Testo di studio:
===============

Quando parliamo dell’olocausto raccontiamo spesso di persone che ci hanno dimostrato nel tempo come per loro la vita umana non avesse alcun valore. Abbiamo ricordato personaggi negativi, aguzzini, torturatori, angeli della morte, brutali assassini.
Oggi, nel giorno della memoria mi piacerebbe raccontare una storia diversa, qualcosa che mi ha colpita nel profondo e che mi ha fatto pensare a come non si debba solo raccontare del male ma anche del bene che è stato fatto durante la Seconda Guerra Mondiale.
Nel 1943, all’ospedale Fatebenefratelli di Roma, prestavano servizio il dottor Giovanni Borromeo e il dottor Vittorio Emanuele Sacerdoti, che lavorava nella struttura sotto falso nome in quanto anche lui di origine ebraica. Tra i loro studenti specializzandi vi era il giovane Adriano Ossicini.
Pensando a come salvare dalla deportazione decine di ebrei romani inventarono la sindrome di K.
Perché proprio sindrome di K?

K era l’iniziale degli ufficiali nazisti Kesselring e Kappler.
Albert Konrad Kesselring assunse il comando supremo di tutte le forze tedesche in Italia e condusse la lunga campagna difensiva contro gli Alleati.
Herbert Kappler fu colui che individuò il luogo dove Mussolini era tenuto prigioniero a Campo Imperatore e ne pianificò la liberazione.
Nel 1943 dopo l’armistizio che l’Italia firmò con gli Alleati, la Germania occupò la città di Roma. Il 16 ottobre le truppe tedesche entrarono nel ghetto e in altre zone della città per un rastrellamento che portò all’arresto di oltre 1000 persone, la maggior parte delle quali fu deportata direttamente ad Auschwitz.
Moltissimi di quelli che riuscirono a fuggire, cercarono rifugio nel vicino ospedale Fatebenefratelli.
I tre medici decisero, per aiutarli, di compilare false cartelle cliniche per i fuggitivi, diagnosticando loro la contagiosissima malattia Sindrome K , la cui virulenza avrebbe scoraggiato i nazisti dal controllo dei nominativi dei pazienti malati.

===============

Dati forniti:

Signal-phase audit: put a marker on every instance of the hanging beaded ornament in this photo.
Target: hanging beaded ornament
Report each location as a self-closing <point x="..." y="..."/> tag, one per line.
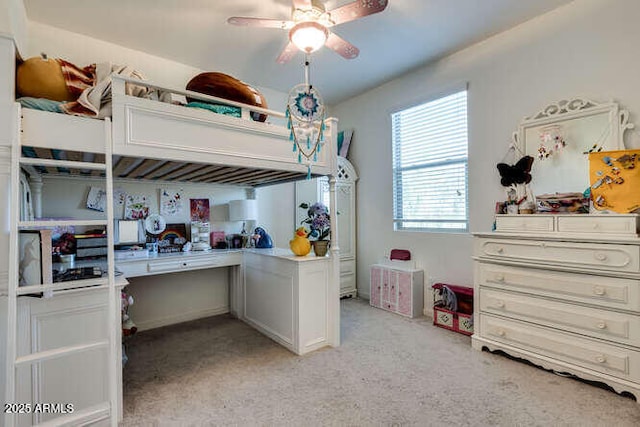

===============

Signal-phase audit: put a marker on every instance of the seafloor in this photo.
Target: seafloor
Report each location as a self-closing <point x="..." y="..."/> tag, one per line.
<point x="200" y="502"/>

===============

Cosa farai:
1. Le affermazioni seguenti concordano con il testo sulla Sindrome K? Rispondi sì o no a ciascuna e cita le parole del testo che lo decidono. (a) Il dottor Vittorio Emanuele Sacerdoti lavorava all'ospedale sotto falso nome. (b) Il rastrellamento del 16 ottobre portò all'arresto di meno di 500 persone. (c) Herbert Kappler assunse il comando supremo di tutte le forze tedesche in Italia.
2. Secondo il testo sulla Sindrome K, chi era lo studente specializzando dei dottori Borromeo e Sacerdoti?
3. Nel testo sulla Sindrome K, perché i tre medici diagnosticavano ai fuggitivi una malattia contagiosissima nelle false cartelle cliniche?

Soluzioni in ordine:
1.
(a) Sì: "lavorava nella struttura sotto falso nome in quanto anche lui di origine ebraica".
(b) No: "portò all’arresto di oltre 1000 persone".
(c) No: "Albert Konrad Kesselring assunse il comando supremo di tutte le forze tedesche in Italia".

2. Il giovane Adriano Ossicini.

3. La virulenza della malattia avrebbe scoraggiato i nazisti dal controllare i nominativi dei pazienti malati.